▶ **Given passage**
———

Option-Critic Beta Advantage Question

ShangtongZhang / DeepRL

Modularized Implementation of Deep RL Algorithms in PyTorch

MIT License

3.21k stars 684 forks source link

Option-Critic Beta Advantage Question #73

Closed spacegoing closed 4 years ago

spacegoing commented 4 years ago

Hi Shangtong,

https://github.com/ShangtongZhang/DeepRL/blob/717fe68e7ed00a80c6c52ec9613c9a16dbb37e0c/deep_rl/agent/OptionCritic_agent.py#L101

I would love to know how the value function is calculated here. Why isn't it just V=maxQ rather than the expectation over p(w|s, epsilon)?

———

▶ **Exercise description**
Copy out the entire GitHub issue on the option-critic beta advantage word for word. The items below are separate material and have no connection to the issue above.

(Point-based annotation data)

———

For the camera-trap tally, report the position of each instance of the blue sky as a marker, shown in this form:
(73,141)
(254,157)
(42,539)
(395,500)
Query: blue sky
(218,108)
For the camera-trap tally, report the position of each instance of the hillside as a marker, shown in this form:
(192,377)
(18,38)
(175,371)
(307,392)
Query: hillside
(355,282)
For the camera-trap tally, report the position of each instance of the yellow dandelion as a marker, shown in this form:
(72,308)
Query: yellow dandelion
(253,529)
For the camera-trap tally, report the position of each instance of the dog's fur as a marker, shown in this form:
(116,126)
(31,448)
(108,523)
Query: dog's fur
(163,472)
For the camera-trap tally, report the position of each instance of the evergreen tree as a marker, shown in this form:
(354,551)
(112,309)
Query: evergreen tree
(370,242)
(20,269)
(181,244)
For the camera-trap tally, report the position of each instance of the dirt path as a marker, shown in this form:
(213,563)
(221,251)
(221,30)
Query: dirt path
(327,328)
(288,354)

———

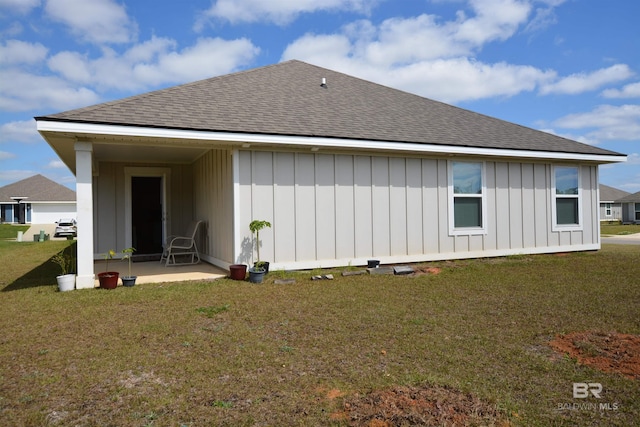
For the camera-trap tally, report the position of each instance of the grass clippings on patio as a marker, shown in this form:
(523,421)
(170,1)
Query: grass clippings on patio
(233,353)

———

▶ **Result**
Option-Critic Beta Advantage Question

ShangtongZhang / DeepRL

Modularized Implementation of Deep RL Algorithms in PyTorch

MIT License

3.21k stars 684 forks source link

Option-Critic Beta Advantage Question #73

Closed spacegoing closed 4 years ago

spacegoing commented 4 years ago

Hi Shangtong,

https://github.com/ShangtongZhang/DeepRL/blob/717fe68e7ed00a80c6c52ec9613c9a16dbb37e0c/deep_rl/agent/OptionCritic_agent.py#L101

I would love to know how the value function is calculated here. Why isn't it just V=maxQ rather than the expectation over p(w|s, epsilon)?